-- YOUR GOAL --
Reproduce the full listing below word for word, leaving out the pictures.

[Dataset rows on where objects appear]
◆ ◆ ◆ ◆

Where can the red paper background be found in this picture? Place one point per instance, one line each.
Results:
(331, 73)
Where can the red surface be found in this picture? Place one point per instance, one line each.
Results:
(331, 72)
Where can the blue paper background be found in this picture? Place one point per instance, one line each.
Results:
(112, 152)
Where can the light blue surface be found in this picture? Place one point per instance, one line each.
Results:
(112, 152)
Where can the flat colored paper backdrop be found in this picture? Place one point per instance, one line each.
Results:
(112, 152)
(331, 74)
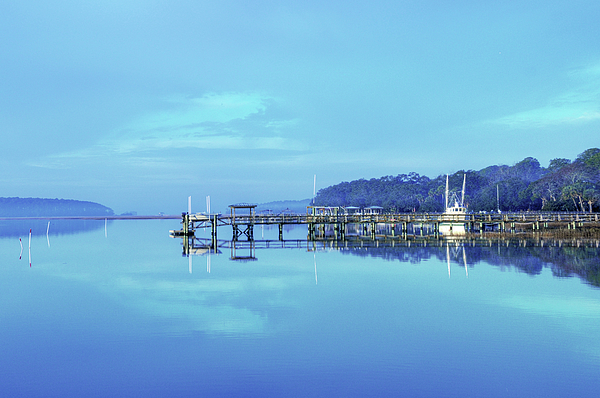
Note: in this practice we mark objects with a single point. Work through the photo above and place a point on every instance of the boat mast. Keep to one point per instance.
(446, 192)
(462, 199)
(498, 198)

◆ ◆ ◆ ◆

-- CORRECT OUTPUT --
Where can the red paper background be found in this picture? Place one point per instance, one line each.
Results:
(331, 73)
Where can the red surface be found in this picture? Place one point per instance, one line each.
Results:
(331, 72)
Where can the blue paper background be found in this picture? Place one point per instance, one line each.
Results:
(112, 152)
Where can the light blue surface be found in this picture? Place one point per instance, one line each.
Results:
(112, 152)
Where can the flat colored paper backdrop be found in this picture? Place one point per instance, one line each.
Results:
(112, 152)
(331, 74)
Note: in this practice we mark objects with a single point. Work through the photo above and place a point on every instance of the boat mast. Keep to one point per instance.
(446, 192)
(462, 199)
(498, 198)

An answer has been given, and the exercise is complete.